A mother whose teenage son was murdered has recalled the moment she was stopped from holding his hand because his body was to be used as evidence.
Zoe McGill saw 18-year-old Jack Woodley’s nearly lifeless body in hospital after he was attacked by a gang of 10 teenagers while returning home from a funfair in October last year.
He was fatally stabbed after being “surrounded and isolated” by the group of then 14 to 17-year-olds who chased him down an alleyway in Houghton le Spring, Sunderland.
Recalling that night, Ms McGill said: “When we walked into the ICU unit, it wasn’t my son.
“It was like looking at someone else. He was bloated from all the treatment he’d had. We went to hold his hand and we were stopped because he was evidence.”
Nurses eventually arrived with gloves and a gown for his mother to wear in order for her to hold his hand.
Jack – who was punched, kicked, stamped on and stabbed with a 25cm “Rambo style” knife during the attack on 16 October – died in theater during a second operation to save his life.
Prosecutors said the group had gone out “looking for serious trouble that day” and tried to “create conflict” with Mr Woodley at the festival as they “looked for any excuse to attack someone”.

Dataset excerpts:
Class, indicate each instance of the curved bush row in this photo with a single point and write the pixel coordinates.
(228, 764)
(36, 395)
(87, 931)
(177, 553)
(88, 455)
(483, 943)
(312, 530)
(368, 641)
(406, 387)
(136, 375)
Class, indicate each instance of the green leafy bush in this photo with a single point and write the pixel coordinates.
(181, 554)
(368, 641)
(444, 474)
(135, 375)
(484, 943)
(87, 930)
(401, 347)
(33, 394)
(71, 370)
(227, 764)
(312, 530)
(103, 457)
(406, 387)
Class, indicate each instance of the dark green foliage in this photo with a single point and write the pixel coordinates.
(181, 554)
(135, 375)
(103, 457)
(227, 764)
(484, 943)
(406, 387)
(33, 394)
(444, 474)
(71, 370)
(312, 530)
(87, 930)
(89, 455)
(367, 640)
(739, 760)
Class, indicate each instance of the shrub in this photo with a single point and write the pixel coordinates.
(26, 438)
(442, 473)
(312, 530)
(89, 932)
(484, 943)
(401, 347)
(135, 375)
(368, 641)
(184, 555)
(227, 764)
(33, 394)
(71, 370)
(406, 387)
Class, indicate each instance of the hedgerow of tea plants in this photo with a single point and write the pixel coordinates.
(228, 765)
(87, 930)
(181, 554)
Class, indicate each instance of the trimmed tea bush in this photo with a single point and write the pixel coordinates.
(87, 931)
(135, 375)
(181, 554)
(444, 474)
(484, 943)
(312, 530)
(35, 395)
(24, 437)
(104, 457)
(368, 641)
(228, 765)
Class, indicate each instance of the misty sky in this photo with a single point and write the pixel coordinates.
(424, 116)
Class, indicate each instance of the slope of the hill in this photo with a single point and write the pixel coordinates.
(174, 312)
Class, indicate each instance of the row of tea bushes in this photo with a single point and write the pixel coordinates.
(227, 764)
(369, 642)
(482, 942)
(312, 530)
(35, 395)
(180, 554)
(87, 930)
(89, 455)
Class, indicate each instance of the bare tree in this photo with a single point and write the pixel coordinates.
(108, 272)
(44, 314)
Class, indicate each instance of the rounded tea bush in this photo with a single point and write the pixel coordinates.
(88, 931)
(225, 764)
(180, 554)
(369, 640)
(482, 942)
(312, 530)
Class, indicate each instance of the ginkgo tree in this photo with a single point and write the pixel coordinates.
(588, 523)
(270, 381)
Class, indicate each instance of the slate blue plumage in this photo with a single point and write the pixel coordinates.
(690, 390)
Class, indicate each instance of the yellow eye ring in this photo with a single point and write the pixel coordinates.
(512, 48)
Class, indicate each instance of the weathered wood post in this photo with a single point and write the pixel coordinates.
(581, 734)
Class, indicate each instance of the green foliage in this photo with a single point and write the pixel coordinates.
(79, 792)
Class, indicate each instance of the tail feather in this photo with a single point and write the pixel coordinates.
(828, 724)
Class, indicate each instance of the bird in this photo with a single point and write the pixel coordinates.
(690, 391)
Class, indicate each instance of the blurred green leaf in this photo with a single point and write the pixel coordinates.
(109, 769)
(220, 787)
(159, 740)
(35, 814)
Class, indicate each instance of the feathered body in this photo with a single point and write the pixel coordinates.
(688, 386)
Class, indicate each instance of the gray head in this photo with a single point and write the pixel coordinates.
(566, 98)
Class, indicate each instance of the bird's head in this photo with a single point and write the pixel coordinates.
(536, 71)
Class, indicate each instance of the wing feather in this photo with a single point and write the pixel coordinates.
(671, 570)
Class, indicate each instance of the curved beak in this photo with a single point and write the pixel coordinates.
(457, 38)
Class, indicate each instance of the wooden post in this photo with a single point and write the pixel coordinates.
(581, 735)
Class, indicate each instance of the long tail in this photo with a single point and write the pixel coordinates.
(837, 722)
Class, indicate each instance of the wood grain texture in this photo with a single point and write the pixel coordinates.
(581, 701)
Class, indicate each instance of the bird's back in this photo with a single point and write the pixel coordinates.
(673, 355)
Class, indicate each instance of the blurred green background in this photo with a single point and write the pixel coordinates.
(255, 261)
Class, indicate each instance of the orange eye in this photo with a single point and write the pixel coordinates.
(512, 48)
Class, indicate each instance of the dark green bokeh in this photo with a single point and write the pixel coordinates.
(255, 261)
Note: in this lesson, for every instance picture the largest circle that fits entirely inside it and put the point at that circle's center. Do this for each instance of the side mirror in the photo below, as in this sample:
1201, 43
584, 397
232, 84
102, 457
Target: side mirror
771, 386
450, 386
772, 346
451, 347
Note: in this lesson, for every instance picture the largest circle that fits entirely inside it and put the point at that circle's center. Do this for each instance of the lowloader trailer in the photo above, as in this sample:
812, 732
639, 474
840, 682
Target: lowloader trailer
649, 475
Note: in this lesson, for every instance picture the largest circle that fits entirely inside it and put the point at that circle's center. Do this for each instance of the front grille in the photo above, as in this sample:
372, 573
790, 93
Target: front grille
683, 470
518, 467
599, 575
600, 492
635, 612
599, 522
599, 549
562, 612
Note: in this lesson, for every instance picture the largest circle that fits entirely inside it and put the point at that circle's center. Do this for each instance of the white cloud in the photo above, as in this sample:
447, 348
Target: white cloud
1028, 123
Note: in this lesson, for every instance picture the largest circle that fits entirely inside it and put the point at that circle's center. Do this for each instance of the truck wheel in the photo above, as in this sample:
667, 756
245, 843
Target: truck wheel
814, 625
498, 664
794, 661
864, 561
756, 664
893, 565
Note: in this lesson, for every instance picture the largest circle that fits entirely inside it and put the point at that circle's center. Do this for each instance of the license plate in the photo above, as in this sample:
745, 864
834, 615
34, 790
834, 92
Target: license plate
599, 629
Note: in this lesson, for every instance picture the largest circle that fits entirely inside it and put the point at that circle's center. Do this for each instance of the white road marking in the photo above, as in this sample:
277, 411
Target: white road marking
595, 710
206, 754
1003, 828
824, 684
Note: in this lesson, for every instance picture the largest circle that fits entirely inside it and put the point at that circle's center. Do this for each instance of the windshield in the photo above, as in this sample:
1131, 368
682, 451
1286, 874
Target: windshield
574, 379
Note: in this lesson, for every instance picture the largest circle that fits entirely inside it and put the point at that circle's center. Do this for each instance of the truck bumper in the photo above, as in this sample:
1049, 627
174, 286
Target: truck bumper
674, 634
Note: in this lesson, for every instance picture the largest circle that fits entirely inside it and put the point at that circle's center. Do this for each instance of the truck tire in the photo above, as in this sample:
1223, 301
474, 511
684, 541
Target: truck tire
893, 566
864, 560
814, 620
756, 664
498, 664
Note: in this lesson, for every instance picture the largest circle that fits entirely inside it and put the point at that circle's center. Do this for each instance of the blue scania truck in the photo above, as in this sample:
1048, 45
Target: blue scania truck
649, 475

Prompt:
In the news report about Jack Woodley's killing, why was his mother at first stopped from holding his hand in the ICU, and what did the nurses bring so that she could hold it? Answer in one to three sentences.

The completed task:
She was stopped because his body was evidence. The nurses then brought gloves and a gown for her to wear so she could hold his hand.